▸ Your task: Look for "the black jacket." in the records below, then copy that line and every line after it, exactly and with nothing added.

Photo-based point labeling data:
▬▬▬▬▬▬
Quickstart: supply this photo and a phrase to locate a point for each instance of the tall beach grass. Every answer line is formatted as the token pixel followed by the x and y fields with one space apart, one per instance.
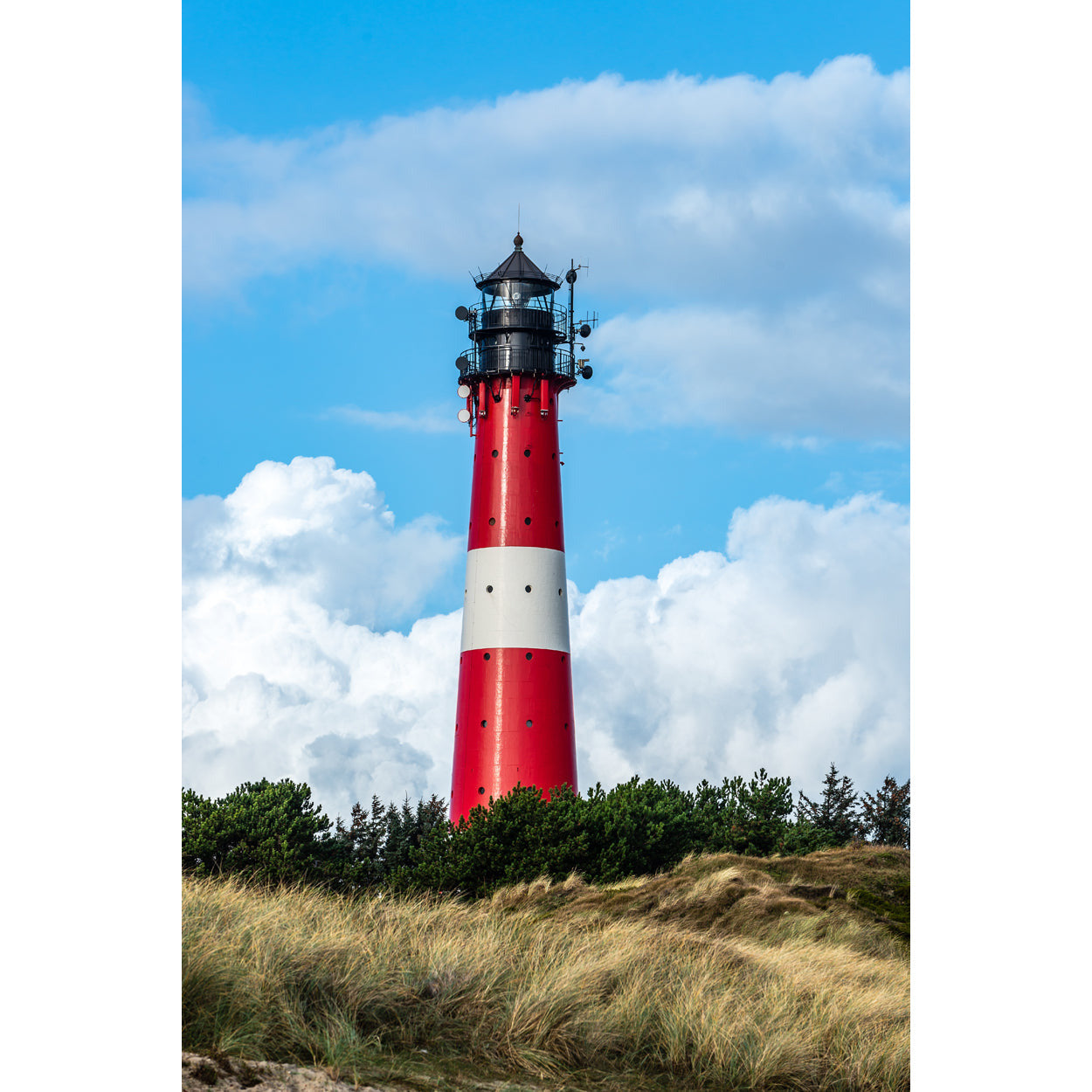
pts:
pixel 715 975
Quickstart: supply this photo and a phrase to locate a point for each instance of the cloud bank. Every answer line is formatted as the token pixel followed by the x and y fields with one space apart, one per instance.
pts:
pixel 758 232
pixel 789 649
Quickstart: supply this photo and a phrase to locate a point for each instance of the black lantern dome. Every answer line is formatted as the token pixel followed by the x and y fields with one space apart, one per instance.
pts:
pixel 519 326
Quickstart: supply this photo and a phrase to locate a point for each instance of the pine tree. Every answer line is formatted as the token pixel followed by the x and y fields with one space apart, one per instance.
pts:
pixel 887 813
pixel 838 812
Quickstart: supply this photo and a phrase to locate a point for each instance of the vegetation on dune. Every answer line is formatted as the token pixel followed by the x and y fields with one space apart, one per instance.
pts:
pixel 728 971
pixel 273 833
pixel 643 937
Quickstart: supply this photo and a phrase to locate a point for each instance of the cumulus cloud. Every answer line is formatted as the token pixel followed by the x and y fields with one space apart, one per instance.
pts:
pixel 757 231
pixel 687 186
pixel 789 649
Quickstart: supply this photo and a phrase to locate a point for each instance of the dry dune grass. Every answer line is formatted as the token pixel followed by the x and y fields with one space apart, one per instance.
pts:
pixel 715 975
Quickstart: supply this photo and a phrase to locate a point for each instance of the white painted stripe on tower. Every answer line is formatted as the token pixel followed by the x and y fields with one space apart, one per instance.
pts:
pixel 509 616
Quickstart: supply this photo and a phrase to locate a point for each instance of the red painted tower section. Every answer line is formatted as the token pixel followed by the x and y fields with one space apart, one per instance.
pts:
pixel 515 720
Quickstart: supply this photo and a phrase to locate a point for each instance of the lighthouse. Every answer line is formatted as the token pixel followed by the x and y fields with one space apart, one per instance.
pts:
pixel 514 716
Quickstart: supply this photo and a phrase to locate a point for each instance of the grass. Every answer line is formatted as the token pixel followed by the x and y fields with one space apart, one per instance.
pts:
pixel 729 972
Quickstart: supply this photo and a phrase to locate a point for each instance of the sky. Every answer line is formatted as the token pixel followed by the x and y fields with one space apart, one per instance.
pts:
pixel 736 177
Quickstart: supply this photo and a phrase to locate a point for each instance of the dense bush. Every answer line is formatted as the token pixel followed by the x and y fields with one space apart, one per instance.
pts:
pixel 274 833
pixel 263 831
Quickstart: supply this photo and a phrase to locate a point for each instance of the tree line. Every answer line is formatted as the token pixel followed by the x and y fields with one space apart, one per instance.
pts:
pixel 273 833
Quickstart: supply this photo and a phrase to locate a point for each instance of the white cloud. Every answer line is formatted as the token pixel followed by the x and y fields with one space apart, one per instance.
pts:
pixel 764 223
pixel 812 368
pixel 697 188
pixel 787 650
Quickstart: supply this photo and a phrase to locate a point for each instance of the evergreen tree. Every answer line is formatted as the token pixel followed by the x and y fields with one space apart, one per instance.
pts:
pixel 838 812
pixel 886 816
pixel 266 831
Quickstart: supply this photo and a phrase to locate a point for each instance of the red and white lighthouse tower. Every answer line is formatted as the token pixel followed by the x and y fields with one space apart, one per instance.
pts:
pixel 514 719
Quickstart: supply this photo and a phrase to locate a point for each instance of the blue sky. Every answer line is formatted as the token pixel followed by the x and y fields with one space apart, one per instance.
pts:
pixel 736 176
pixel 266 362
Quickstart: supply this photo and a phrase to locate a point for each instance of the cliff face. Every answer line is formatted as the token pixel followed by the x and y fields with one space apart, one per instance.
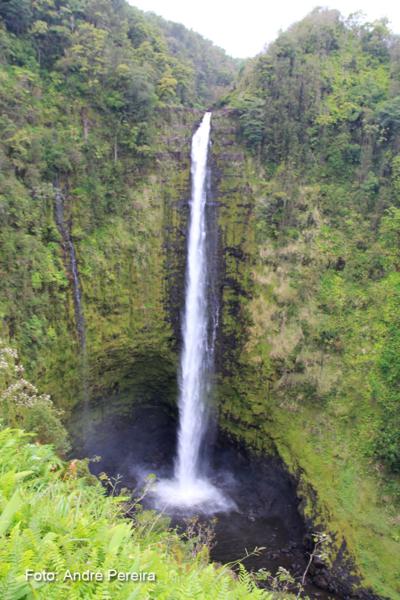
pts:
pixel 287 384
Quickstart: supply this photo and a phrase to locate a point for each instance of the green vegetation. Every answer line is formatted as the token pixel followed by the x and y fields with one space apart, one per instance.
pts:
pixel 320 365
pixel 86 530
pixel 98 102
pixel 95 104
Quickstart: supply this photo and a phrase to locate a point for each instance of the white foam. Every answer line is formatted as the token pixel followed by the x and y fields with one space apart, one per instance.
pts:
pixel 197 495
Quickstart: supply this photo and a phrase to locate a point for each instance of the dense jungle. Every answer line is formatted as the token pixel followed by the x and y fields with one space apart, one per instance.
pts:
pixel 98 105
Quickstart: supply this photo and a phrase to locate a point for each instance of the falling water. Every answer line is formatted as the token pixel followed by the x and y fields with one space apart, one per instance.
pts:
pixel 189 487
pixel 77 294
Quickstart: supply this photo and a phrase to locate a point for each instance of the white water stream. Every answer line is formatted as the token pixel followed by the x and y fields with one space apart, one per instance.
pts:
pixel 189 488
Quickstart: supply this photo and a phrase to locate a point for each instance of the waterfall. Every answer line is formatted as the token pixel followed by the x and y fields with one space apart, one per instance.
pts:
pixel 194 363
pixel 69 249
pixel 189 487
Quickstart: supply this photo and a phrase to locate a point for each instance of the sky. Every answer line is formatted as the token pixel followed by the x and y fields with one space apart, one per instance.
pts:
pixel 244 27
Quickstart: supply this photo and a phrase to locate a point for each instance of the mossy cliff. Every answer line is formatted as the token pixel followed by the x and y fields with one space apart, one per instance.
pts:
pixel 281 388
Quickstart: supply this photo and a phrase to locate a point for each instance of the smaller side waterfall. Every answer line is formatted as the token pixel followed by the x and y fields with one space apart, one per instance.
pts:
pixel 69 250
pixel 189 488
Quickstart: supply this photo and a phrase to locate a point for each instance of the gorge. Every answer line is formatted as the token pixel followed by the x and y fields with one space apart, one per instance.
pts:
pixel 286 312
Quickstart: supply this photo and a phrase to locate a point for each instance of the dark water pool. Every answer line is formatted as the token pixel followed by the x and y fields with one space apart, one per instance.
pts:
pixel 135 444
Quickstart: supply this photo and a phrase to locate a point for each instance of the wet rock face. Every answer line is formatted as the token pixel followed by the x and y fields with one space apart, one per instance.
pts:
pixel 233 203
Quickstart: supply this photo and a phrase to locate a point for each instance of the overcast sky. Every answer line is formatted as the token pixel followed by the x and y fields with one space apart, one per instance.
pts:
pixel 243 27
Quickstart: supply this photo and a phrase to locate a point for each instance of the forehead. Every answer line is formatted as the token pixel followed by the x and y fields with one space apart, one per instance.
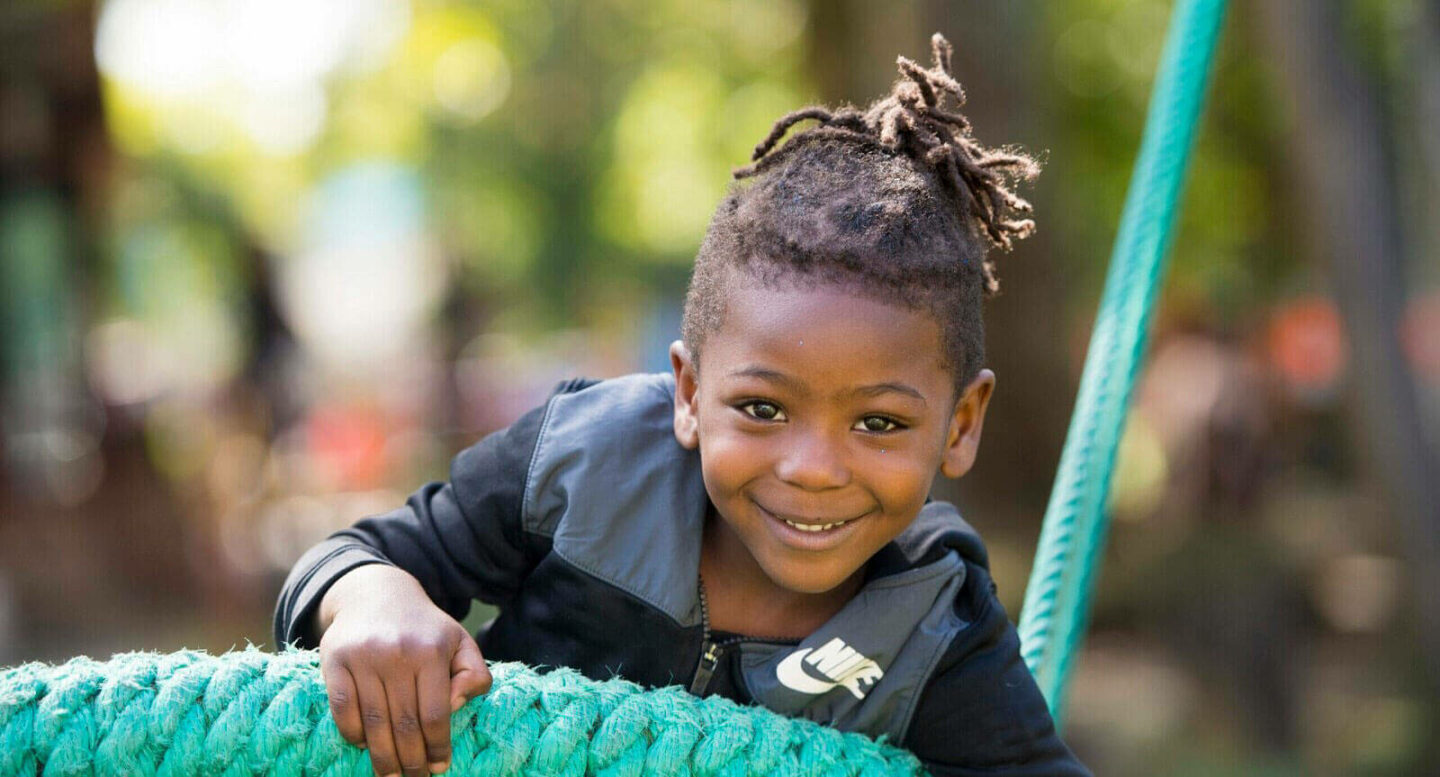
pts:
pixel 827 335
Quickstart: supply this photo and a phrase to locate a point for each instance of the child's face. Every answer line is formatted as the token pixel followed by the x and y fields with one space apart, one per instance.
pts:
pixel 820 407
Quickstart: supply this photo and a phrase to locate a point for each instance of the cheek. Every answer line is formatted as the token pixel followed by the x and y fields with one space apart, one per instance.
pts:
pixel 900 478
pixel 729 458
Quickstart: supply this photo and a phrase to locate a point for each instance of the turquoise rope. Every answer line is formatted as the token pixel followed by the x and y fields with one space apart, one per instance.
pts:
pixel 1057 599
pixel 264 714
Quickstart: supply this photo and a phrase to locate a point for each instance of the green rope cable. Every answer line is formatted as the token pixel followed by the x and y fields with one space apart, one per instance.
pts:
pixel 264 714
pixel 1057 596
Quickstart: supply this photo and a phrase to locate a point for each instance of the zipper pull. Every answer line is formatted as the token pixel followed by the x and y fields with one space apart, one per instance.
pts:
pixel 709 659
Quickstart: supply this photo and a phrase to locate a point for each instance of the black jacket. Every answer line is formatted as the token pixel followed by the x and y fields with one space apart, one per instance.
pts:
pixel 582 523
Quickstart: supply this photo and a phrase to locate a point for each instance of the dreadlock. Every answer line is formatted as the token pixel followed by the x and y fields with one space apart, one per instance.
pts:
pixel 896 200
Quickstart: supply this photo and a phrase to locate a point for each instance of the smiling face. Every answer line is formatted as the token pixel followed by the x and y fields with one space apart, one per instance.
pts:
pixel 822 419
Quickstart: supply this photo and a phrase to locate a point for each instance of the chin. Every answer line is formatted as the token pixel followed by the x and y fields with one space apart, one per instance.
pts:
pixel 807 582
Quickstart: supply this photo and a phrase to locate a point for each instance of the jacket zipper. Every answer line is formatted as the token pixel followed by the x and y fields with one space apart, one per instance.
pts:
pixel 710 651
▬▬▬▬▬▬
▸ Task result:
Quickstart: supply this photo and a phrase to locate a point for each instance of the black jacket. Every answer line is formatted as the token pixel followed by the x and y fields with one space apart, one per instance.
pts:
pixel 582 523
Quickstart: supply this photo and a phrase to locate a point for each instance of the dreadlock. Every answer line is formatted as the token pixel followed by the x and y fields with one space apart, one per instance.
pts:
pixel 896 200
Quickstart: supply this photo and a phrase to locate a point for each instance of the smiling face. Every answer line is formatted as the token pixel followed by the x and y fields with one space apart, one per instance.
pts:
pixel 822 419
Quickstart: supply this photo and a phrase to locate a point for each instance of the chin. Every answer line is formatted as the token pixel followed by the x and y fields with one space apart, one per instance.
pts:
pixel 807 582
Quickstart: supply this photo and a phrase to locate a point for each instance of the jacket zipper. Every answer line is formatted as the token pixel followed by the x and y fields with one space apart, one per instance.
pts:
pixel 710 651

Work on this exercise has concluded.